-- begin --

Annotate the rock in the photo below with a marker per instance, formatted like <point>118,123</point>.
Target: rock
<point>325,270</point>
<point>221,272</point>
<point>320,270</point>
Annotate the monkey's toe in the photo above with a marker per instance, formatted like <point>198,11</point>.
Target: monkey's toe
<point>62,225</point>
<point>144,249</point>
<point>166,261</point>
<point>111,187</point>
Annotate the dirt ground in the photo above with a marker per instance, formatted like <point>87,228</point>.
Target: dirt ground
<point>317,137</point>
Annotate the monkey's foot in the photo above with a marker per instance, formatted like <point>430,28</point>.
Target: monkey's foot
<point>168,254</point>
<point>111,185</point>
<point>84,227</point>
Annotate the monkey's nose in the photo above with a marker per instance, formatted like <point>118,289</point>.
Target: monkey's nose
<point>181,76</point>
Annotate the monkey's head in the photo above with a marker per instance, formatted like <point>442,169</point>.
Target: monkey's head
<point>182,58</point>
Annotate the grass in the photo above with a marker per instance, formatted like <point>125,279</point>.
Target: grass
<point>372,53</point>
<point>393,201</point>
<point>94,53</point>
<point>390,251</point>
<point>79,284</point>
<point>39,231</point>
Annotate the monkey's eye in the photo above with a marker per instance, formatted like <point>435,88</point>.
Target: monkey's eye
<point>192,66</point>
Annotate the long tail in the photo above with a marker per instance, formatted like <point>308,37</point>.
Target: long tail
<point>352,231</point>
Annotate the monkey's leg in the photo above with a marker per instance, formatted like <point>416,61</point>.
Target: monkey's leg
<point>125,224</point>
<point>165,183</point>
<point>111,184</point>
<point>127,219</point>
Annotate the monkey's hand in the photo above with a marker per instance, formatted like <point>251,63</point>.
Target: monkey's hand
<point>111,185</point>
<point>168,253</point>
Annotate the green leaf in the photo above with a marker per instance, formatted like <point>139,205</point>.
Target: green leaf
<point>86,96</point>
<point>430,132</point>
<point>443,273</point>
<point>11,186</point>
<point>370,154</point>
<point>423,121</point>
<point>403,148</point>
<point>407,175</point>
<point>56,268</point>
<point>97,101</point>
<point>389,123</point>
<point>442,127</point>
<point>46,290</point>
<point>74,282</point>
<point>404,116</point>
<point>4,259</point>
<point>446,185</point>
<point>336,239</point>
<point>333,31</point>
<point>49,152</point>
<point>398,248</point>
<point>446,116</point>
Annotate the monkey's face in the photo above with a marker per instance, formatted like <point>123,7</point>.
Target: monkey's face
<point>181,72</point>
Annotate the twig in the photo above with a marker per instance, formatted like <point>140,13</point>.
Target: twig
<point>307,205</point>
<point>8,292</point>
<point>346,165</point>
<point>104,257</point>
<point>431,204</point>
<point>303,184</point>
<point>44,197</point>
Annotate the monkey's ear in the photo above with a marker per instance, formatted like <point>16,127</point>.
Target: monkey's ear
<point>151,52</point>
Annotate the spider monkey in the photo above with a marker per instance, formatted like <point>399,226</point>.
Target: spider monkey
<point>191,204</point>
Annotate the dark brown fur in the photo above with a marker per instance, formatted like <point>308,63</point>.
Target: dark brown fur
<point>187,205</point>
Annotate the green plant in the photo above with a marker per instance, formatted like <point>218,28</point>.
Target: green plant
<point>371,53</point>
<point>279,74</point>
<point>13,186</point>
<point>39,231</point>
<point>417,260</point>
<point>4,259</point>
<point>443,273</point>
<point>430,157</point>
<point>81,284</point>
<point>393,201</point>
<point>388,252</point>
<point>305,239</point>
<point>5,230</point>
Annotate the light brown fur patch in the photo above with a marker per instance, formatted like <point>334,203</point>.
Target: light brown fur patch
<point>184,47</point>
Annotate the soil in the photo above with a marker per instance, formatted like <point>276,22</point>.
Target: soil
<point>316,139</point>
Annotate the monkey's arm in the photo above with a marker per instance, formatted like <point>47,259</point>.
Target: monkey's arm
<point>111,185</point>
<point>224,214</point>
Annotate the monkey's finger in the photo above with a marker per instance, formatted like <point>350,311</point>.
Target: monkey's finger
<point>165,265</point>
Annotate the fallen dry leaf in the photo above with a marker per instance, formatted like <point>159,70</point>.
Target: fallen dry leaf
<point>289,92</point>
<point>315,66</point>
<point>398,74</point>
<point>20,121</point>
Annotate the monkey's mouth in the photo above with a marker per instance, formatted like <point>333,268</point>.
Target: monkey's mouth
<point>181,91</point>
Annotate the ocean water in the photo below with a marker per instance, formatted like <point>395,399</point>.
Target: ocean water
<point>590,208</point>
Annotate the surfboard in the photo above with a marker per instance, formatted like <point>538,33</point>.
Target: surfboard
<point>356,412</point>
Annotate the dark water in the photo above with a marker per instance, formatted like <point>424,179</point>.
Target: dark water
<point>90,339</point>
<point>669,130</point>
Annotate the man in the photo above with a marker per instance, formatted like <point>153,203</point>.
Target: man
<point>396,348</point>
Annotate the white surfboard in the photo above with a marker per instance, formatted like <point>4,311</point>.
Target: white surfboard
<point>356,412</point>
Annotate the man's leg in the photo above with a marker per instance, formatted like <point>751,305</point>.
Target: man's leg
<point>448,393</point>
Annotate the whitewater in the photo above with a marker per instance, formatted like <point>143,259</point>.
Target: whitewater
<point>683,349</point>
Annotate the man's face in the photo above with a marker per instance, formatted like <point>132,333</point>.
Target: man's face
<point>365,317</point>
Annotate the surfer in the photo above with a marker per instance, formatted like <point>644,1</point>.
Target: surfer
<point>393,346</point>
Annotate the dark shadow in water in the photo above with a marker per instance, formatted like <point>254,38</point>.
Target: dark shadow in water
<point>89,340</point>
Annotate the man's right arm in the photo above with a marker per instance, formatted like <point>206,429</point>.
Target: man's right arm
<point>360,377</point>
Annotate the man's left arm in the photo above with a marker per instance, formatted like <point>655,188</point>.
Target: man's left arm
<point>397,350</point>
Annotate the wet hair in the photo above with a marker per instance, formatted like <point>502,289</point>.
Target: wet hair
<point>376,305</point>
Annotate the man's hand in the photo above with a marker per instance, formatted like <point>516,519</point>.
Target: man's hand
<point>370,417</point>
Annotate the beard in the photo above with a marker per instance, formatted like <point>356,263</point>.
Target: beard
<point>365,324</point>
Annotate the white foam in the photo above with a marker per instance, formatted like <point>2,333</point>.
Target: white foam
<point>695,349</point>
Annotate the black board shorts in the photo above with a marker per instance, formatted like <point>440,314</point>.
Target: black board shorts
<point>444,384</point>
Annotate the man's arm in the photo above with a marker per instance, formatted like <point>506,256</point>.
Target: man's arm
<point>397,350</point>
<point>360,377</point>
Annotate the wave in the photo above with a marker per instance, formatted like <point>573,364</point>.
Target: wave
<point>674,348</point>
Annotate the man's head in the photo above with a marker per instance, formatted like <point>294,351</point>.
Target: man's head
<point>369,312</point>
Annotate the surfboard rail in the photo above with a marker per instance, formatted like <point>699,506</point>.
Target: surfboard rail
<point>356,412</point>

-- end --
-- begin --

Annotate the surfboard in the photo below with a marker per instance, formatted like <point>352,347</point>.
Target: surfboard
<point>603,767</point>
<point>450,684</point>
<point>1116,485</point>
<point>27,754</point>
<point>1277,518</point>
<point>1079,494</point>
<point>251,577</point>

-- end --
-- begin --

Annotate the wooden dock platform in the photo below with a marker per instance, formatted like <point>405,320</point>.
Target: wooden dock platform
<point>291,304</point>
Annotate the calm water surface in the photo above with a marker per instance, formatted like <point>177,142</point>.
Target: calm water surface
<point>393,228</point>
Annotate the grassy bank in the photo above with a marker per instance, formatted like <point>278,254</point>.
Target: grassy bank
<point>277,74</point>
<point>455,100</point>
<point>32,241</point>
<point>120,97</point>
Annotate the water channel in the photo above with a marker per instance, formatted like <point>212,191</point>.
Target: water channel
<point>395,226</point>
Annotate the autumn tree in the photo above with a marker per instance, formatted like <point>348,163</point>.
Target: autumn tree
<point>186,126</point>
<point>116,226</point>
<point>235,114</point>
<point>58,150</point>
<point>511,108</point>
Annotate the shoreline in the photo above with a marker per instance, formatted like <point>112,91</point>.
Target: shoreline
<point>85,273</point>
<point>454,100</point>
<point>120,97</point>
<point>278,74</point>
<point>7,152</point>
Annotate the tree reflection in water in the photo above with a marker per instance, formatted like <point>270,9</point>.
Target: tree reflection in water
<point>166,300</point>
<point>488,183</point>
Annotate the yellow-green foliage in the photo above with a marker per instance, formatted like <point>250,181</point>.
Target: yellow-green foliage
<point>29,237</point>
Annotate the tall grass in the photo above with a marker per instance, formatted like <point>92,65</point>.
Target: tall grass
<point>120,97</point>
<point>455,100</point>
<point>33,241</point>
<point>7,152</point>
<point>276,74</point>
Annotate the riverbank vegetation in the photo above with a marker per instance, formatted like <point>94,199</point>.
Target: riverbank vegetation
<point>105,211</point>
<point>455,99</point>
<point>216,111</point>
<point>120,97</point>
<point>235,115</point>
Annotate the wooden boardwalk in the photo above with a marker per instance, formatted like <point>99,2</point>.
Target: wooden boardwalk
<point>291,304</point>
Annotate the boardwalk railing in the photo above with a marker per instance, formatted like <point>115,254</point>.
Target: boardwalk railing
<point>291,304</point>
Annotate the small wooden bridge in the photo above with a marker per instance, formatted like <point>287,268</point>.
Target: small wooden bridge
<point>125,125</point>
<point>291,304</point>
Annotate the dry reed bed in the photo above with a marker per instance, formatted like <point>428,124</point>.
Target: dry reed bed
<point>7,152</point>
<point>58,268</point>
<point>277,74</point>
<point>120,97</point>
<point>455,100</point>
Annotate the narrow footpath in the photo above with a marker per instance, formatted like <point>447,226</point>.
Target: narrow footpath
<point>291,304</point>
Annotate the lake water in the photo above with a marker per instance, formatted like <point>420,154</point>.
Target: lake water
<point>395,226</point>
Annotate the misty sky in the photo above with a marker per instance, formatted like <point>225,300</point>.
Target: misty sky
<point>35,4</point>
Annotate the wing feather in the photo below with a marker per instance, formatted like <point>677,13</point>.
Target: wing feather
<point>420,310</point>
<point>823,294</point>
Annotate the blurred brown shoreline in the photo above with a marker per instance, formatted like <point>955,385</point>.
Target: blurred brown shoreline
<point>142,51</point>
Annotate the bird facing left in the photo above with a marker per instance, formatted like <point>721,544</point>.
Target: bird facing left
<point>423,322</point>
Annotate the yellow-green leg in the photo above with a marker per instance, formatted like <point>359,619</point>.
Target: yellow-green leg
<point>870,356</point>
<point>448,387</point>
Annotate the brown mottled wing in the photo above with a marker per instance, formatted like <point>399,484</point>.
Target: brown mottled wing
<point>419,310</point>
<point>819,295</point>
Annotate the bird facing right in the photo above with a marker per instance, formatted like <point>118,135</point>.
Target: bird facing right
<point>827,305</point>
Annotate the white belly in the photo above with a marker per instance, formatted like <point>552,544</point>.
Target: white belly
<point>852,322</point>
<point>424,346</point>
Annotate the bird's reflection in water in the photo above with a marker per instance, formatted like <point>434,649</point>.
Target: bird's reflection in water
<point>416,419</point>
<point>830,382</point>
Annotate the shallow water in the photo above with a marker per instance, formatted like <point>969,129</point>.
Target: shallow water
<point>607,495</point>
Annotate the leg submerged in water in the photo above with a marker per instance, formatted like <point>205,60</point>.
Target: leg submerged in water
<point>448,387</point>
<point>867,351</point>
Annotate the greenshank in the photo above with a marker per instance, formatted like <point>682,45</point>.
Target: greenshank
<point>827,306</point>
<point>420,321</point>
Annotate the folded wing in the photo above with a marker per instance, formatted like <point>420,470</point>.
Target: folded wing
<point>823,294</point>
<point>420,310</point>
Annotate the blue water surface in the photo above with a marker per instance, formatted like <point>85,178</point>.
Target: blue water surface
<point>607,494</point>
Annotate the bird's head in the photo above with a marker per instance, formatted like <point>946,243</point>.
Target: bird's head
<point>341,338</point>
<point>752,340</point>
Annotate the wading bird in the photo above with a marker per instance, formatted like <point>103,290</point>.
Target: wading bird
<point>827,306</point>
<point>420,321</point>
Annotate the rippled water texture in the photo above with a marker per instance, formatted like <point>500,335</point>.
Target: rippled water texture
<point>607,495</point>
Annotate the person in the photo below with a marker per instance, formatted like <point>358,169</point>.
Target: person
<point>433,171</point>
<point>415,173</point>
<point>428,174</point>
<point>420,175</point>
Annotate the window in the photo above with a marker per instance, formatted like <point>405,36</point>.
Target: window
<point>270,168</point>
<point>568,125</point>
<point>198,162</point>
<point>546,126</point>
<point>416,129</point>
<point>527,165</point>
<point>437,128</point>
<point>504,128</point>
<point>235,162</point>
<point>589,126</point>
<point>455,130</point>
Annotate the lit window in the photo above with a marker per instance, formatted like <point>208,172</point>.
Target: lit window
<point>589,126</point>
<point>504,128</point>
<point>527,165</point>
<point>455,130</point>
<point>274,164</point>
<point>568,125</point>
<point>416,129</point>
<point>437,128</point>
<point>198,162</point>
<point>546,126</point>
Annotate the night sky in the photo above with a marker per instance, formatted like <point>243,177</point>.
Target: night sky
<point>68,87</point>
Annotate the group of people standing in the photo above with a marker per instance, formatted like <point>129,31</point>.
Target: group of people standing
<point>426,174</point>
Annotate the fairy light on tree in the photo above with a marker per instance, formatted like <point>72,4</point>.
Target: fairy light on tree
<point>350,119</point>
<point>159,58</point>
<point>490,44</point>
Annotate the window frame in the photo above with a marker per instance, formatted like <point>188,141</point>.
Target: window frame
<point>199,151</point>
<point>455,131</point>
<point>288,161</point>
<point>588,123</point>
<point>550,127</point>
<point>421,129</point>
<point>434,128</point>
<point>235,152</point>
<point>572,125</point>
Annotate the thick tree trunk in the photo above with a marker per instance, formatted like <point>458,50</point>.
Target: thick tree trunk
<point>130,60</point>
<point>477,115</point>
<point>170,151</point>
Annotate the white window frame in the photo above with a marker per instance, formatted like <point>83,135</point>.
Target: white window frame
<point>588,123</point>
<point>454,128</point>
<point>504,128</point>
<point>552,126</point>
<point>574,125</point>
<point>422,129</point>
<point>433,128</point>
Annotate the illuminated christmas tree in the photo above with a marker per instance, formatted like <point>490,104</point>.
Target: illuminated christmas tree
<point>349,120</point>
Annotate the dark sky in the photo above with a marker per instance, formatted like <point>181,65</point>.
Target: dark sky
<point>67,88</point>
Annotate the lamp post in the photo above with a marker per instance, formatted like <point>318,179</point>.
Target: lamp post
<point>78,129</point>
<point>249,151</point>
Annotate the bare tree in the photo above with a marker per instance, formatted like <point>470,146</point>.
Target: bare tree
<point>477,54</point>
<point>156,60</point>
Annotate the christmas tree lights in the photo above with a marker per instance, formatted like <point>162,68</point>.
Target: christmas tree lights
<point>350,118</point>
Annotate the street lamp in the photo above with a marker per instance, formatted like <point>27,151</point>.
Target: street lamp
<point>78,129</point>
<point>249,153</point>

-- end --

Pull out every line of the data above that contains the string "surfboard".

Annotate the surfboard in the photo above with a marker per instance, formatted like <point>538,33</point>.
Target: surfboard
Annotate the white surfboard in the photo above with a marker per instance, formatted like <point>4,311</point>.
Target: white surfboard
Annotate the surfboard rail in the photo above with a marker per instance, formatted like <point>699,506</point>.
Target: surfboard rail
Annotate the surfboard in the photo below with a marker per instance, formatted like <point>352,347</point>.
Target: surfboard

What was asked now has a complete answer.